Set down, character for character, everything in the records below from the line holding "Guideline: for each instance of the mirror" down to the line holding "Sample point: [379,103].", and no other line.

• _Given information_
──────────────────────────────
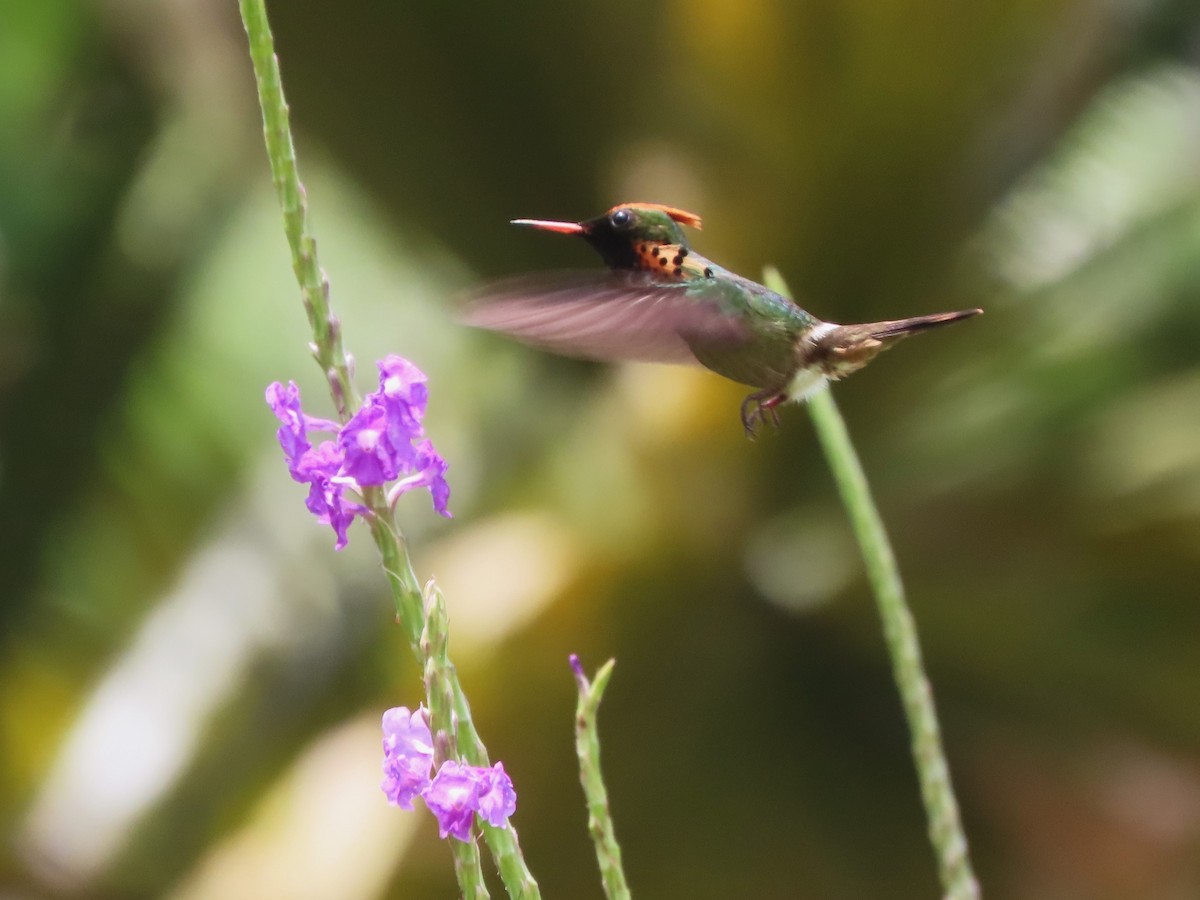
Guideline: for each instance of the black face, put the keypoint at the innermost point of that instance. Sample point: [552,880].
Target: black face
[611,237]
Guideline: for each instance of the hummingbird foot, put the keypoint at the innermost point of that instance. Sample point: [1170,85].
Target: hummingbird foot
[761,407]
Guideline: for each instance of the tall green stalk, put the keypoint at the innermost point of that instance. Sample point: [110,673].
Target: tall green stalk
[407,595]
[900,634]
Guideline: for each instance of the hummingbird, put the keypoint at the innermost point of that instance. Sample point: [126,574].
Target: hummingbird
[660,301]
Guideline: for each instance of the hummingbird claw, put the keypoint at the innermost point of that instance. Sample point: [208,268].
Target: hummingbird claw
[761,407]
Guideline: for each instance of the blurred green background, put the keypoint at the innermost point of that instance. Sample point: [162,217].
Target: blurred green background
[191,678]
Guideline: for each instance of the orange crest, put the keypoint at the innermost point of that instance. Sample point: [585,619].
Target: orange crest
[679,215]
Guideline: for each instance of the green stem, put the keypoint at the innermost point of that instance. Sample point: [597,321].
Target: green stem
[900,634]
[587,748]
[281,151]
[435,639]
[328,349]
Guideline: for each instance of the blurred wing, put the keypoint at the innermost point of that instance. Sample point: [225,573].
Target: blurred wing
[604,316]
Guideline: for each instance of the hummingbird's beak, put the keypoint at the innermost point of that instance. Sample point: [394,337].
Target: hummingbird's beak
[550,226]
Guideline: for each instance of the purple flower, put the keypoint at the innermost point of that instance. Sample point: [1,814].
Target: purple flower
[456,793]
[453,798]
[407,755]
[497,798]
[384,441]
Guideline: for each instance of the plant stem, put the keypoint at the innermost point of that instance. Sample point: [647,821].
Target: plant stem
[281,151]
[587,748]
[328,351]
[442,723]
[900,634]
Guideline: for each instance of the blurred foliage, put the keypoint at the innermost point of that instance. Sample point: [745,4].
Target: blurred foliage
[191,678]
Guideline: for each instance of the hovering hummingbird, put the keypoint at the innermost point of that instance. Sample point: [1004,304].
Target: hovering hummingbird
[663,303]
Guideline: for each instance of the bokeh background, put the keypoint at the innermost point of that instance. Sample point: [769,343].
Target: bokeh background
[191,678]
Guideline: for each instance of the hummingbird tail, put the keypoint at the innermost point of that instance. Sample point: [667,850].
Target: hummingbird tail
[899,328]
[841,349]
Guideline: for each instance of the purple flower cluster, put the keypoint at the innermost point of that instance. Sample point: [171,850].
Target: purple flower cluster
[455,793]
[383,442]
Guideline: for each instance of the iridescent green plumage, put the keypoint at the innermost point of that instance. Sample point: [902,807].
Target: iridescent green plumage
[663,303]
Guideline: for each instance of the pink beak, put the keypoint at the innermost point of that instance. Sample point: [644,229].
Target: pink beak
[549,226]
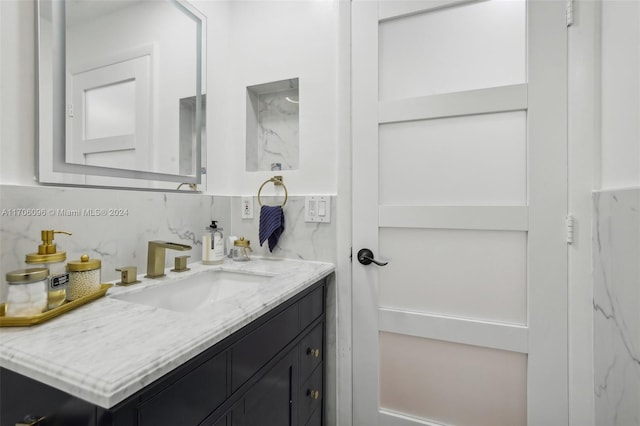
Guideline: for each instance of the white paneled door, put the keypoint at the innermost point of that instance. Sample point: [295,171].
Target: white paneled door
[459,183]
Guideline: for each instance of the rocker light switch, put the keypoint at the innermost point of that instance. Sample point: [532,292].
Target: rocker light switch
[317,209]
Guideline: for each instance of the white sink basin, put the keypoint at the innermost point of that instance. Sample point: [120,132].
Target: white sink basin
[194,292]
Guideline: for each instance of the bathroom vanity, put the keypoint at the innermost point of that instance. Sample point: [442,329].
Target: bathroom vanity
[253,358]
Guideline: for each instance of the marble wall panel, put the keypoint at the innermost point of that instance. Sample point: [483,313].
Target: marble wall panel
[616,304]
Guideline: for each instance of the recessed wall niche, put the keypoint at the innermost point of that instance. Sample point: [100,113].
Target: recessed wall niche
[273,126]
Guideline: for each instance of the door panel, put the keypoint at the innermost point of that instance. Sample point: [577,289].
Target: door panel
[459,182]
[466,273]
[464,48]
[470,160]
[452,383]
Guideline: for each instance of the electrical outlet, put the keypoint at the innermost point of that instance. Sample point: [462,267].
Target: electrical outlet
[317,209]
[246,207]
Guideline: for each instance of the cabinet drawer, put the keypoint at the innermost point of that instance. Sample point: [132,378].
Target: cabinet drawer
[311,352]
[189,400]
[310,397]
[311,307]
[316,419]
[256,349]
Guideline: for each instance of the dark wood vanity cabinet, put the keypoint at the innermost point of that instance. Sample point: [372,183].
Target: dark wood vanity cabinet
[269,373]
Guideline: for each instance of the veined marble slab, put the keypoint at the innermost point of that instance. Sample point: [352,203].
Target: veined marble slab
[616,305]
[109,349]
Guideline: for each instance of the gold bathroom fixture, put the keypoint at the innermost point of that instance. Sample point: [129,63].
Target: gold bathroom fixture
[128,275]
[277,181]
[155,256]
[47,251]
[180,264]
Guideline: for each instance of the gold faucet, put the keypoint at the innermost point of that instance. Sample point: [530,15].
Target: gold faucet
[155,256]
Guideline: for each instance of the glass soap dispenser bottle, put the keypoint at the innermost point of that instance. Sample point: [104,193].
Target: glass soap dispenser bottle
[49,257]
[213,245]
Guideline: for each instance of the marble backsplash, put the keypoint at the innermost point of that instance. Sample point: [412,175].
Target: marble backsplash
[616,239]
[115,225]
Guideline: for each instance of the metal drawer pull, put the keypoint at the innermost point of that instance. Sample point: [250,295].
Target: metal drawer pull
[30,420]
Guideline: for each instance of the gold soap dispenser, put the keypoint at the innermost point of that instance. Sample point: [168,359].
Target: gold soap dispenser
[49,257]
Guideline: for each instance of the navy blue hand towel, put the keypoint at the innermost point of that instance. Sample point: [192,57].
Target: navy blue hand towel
[271,225]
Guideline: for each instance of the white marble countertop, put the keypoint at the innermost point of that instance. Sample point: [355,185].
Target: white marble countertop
[109,349]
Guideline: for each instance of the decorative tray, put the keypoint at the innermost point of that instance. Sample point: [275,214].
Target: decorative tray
[45,316]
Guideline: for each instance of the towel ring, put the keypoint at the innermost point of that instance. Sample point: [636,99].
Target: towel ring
[277,181]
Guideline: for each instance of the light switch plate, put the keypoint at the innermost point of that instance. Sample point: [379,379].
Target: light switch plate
[246,207]
[317,209]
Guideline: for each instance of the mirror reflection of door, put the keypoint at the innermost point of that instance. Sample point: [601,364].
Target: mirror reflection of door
[109,114]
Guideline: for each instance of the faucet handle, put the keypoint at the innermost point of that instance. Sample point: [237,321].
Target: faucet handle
[128,275]
[180,264]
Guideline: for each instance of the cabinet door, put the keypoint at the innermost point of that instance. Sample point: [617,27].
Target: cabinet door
[189,400]
[269,402]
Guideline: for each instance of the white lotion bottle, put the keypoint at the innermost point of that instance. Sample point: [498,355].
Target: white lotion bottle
[206,249]
[217,244]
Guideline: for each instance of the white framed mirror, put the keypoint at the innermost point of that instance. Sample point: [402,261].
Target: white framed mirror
[121,91]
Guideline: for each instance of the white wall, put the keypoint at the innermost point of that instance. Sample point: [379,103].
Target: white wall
[620,161]
[17,92]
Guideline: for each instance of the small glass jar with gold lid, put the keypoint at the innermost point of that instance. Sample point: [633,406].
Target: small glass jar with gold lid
[49,257]
[84,277]
[26,292]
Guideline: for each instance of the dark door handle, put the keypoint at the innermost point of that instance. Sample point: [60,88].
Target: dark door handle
[365,256]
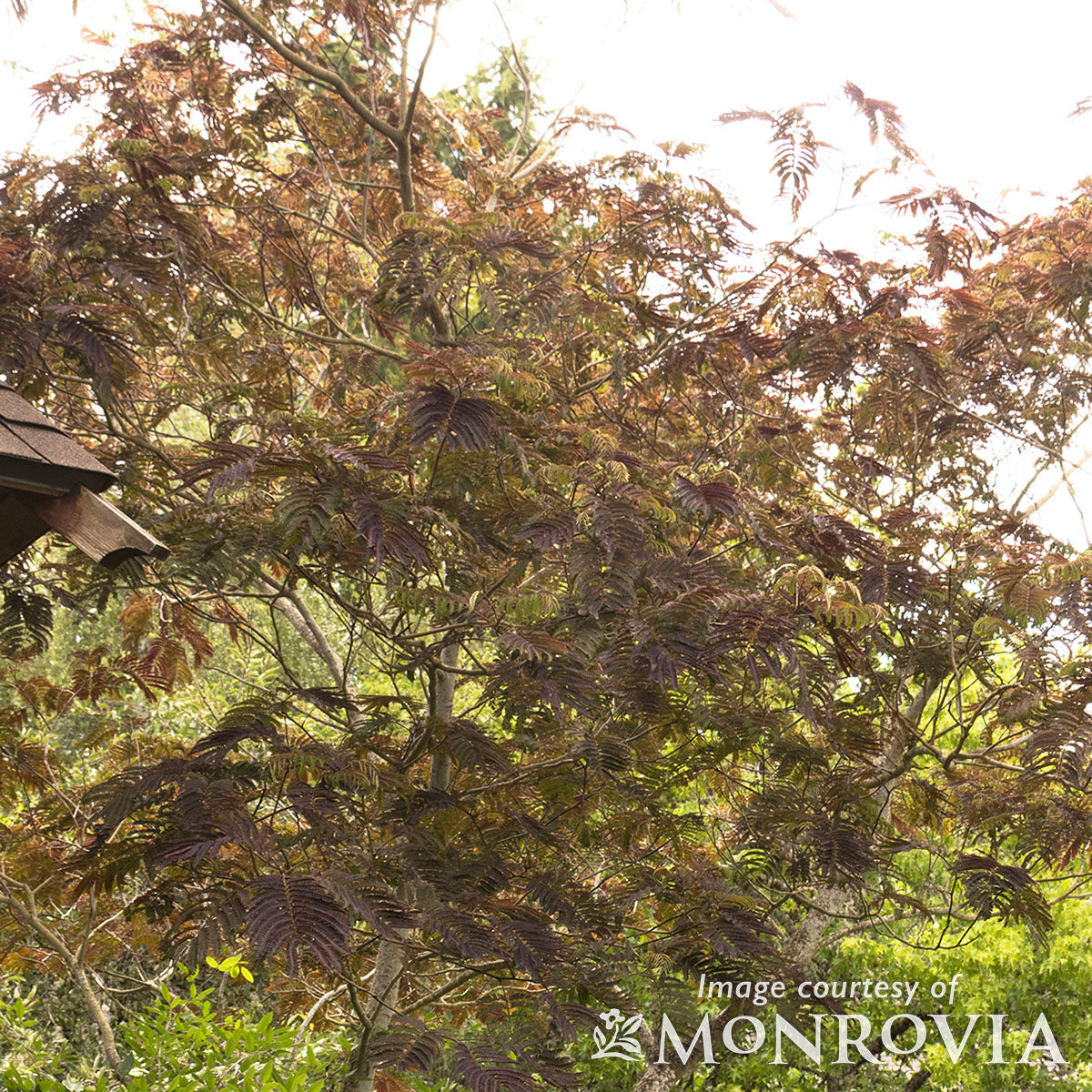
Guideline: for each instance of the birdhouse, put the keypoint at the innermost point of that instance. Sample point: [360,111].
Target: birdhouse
[49,483]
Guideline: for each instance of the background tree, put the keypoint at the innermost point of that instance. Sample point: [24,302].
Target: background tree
[626,606]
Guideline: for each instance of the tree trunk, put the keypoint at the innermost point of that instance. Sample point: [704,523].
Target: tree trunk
[390,959]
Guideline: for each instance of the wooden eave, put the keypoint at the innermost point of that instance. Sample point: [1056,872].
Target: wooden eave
[50,483]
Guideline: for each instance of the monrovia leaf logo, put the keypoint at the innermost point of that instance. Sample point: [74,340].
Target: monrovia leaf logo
[622,1043]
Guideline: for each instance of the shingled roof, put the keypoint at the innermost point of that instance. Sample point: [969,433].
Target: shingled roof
[34,450]
[49,483]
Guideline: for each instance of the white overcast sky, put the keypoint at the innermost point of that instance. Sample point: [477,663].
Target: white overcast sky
[986,88]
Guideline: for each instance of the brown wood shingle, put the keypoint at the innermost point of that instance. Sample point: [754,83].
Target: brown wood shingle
[48,481]
[35,452]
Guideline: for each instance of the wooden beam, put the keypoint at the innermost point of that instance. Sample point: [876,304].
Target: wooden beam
[93,524]
[19,525]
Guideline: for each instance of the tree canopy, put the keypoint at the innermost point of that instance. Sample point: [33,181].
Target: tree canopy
[565,601]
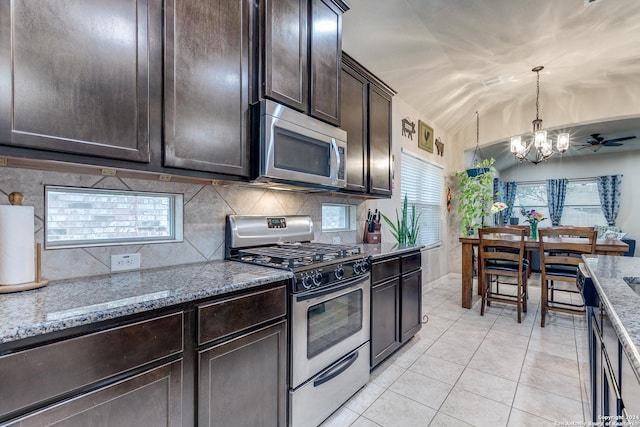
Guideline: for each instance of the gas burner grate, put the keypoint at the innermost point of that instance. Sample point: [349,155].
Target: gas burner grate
[292,255]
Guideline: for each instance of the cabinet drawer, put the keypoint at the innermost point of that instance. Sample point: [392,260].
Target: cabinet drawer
[229,316]
[411,262]
[384,270]
[33,376]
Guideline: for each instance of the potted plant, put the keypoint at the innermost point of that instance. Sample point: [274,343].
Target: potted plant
[406,228]
[475,196]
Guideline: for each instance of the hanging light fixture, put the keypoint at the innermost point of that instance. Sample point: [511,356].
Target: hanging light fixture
[539,146]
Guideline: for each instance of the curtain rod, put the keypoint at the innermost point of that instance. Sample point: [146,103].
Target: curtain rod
[568,179]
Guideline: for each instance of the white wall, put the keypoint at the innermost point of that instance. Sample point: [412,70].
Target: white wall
[434,261]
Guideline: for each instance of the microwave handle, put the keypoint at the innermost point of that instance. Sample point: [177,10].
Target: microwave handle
[338,161]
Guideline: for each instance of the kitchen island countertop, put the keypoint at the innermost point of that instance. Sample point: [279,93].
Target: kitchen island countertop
[620,301]
[75,302]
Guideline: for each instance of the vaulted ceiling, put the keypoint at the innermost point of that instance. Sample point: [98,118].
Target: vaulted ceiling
[436,53]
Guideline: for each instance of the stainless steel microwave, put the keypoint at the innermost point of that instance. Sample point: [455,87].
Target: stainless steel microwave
[295,149]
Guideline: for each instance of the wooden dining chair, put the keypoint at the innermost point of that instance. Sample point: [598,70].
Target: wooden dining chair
[561,250]
[501,253]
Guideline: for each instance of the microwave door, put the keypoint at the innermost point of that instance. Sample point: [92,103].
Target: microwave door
[295,153]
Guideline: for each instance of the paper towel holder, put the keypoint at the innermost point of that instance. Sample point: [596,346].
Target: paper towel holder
[16,198]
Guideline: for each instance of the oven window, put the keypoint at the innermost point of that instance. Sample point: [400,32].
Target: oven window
[332,321]
[298,153]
──────────────────────────────
• _Solution to this exercise_
Guideline: for each instance of the mirror reflection of door, put the keypoint at the innermost point of that instance. Sample point: [601,364].
Target: mirror reflection of door
[109,114]
Guideline: for each instance of the faucet handle, put the keypoint at the innermost point of that instance. Sample point: [237,321].
Target: faucet handle
[128,275]
[180,264]
Guideline: for each instance of the cabinet door, put the keypoint at the innermost point of that instance. Sample point: [617,27].
Target: cabinet door
[189,400]
[269,402]
Guideline: for each instance of the white lotion bottle, put the keypoint at the innermost point of that instance. Sample point: [498,355].
Target: white lotion bottle
[206,249]
[217,244]
Guideline: for each instance of the white framed mirror, put the keypoint at the innermost point of that instance. Sample point: [402,261].
Target: white framed mirror
[121,91]
Guideline: for each instance of the white wall, put the keypoint at the innermost point of that instance. Sample point: [379,103].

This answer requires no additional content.